====== Records for processing ======

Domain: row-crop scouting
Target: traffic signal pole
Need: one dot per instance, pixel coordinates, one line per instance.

======
====== Records for processing ======

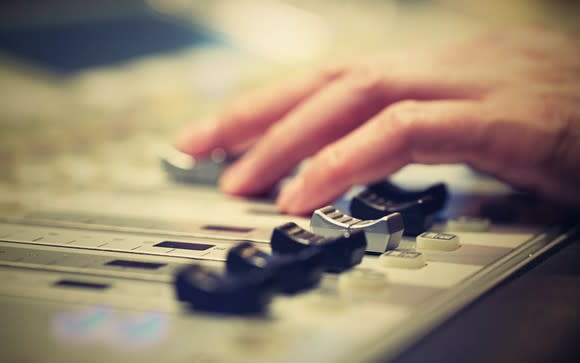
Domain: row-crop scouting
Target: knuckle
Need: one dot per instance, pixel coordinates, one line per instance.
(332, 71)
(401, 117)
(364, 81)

======

• **Short exercise**:
Pull out every line of the data above that contains the string "Target", and treat uppercase and lowercase letters as different.

• **Task result**:
Target: traffic signal pole
Target: knuckle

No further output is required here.